## INPUT DATA
....
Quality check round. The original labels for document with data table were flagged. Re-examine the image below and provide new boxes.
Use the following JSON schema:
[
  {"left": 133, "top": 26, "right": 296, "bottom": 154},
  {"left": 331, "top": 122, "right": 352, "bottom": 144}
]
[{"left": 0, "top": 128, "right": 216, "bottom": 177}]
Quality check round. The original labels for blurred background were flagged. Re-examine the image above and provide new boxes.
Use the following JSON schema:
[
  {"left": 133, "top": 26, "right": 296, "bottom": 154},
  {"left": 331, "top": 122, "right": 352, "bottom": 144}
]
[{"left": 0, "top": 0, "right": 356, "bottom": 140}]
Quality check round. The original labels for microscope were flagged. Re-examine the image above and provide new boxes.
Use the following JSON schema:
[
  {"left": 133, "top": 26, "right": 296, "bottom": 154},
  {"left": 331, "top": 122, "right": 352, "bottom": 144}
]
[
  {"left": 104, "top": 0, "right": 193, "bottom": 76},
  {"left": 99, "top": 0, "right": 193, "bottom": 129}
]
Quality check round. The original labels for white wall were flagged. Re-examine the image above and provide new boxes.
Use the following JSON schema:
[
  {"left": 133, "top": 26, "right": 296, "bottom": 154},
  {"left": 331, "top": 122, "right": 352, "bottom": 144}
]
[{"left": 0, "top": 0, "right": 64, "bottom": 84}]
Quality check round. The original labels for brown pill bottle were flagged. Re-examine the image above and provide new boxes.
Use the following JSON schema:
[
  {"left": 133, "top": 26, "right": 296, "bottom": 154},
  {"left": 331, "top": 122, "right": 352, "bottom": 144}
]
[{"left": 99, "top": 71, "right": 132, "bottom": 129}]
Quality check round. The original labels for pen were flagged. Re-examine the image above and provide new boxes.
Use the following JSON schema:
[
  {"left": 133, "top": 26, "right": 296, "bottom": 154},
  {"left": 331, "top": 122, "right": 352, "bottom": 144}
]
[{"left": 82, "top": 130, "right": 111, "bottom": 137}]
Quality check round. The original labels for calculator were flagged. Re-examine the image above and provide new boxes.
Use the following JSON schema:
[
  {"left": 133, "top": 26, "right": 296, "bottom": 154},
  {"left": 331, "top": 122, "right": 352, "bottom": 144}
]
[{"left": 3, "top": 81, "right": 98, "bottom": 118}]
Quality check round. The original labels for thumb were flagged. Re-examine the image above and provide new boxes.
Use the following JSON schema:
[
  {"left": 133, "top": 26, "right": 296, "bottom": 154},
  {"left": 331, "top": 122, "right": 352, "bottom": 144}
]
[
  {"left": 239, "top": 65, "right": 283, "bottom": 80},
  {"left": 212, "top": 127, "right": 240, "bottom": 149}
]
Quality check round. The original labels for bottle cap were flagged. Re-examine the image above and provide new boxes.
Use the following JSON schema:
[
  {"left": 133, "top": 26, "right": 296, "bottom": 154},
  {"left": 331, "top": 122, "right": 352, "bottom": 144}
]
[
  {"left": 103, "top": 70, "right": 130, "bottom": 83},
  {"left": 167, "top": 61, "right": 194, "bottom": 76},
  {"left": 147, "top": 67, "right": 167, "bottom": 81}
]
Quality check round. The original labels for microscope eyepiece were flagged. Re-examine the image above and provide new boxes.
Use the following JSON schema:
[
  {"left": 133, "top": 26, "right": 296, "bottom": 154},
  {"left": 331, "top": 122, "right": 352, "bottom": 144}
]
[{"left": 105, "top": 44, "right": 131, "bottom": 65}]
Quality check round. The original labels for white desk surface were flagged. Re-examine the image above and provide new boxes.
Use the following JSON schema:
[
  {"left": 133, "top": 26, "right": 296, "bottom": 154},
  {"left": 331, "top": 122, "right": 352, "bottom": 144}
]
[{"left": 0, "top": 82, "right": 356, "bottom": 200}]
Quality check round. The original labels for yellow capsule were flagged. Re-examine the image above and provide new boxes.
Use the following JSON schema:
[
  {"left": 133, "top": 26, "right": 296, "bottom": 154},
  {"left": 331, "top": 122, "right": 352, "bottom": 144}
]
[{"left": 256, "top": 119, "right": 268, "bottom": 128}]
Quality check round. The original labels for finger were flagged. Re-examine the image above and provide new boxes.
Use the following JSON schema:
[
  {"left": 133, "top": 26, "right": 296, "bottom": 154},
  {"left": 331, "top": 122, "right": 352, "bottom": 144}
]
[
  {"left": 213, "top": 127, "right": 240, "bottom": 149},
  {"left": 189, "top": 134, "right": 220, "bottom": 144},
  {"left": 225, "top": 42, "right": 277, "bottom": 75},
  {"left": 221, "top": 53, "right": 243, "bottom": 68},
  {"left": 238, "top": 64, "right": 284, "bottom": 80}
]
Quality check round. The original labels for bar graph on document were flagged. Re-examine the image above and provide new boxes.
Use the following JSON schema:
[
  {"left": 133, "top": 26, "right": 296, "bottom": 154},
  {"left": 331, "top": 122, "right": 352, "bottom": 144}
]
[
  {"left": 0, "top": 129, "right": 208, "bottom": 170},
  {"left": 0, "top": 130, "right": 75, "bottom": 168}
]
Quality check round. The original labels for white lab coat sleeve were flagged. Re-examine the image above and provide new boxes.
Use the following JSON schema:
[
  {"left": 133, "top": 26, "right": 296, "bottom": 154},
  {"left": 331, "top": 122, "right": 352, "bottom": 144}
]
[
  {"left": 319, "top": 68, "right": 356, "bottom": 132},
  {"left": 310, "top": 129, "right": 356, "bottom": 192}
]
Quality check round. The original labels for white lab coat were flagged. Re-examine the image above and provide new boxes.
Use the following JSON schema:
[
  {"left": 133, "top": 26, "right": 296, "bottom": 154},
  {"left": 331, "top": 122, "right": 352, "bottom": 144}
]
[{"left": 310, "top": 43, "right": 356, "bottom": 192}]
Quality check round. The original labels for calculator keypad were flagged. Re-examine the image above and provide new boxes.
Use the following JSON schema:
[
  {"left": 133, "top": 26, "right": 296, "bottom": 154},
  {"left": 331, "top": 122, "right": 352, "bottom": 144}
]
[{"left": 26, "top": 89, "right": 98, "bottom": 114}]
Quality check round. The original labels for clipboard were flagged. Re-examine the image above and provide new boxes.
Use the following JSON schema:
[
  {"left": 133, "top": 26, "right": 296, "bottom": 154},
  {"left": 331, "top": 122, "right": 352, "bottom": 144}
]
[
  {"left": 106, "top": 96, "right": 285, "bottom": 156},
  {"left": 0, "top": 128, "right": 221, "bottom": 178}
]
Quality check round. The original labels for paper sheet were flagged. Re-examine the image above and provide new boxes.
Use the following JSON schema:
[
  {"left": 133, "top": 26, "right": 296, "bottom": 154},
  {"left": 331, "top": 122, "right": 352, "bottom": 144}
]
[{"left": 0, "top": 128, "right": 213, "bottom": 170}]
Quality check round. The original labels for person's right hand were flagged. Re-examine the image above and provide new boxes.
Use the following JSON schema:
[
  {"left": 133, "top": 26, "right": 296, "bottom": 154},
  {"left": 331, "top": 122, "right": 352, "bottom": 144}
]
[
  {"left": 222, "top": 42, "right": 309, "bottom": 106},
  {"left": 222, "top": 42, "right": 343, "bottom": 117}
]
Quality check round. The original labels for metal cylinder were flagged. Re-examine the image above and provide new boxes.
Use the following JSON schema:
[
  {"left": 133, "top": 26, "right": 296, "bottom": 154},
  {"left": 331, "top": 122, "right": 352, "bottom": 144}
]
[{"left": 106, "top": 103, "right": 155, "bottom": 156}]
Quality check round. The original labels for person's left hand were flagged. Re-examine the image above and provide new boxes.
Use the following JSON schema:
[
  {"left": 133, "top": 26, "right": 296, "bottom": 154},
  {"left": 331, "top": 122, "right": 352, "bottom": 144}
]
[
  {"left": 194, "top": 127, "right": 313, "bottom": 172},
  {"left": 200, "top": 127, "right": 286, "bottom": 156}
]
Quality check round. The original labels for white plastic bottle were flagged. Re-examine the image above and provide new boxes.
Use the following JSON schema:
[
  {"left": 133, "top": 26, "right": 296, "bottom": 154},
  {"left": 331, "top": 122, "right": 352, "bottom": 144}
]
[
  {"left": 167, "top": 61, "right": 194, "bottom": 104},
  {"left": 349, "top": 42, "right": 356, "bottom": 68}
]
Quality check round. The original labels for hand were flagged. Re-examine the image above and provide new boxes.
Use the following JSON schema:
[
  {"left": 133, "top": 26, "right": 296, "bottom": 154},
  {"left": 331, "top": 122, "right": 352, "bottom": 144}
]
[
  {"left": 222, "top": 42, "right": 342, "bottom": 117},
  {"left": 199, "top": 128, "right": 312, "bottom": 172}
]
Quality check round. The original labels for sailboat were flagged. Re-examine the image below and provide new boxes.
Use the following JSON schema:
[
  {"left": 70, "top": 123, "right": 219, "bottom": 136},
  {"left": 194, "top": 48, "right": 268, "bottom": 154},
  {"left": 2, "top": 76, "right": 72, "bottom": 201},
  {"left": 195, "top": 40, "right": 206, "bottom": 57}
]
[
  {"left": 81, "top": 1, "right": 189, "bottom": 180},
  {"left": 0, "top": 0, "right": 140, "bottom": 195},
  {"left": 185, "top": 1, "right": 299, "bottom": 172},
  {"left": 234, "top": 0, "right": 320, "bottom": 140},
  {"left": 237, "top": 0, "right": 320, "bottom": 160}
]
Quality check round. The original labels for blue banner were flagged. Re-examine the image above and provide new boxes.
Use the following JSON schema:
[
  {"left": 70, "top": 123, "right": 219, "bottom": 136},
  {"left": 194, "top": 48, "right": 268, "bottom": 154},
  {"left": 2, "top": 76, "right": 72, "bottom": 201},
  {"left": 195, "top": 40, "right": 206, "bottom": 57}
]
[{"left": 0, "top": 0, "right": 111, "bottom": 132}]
....
## REQUIREMENTS
Can you find every line in the material above that contains the word "below" and copy each of those lines in full? Case counts.

## EXERCISE ANSWER
Quality check round. The original labels for document with data table were flagged. Re-examine the image below and provide new boxes.
Quality check round. The original labels for sailboat were flagged. Re-examine the image below and provide new boxes.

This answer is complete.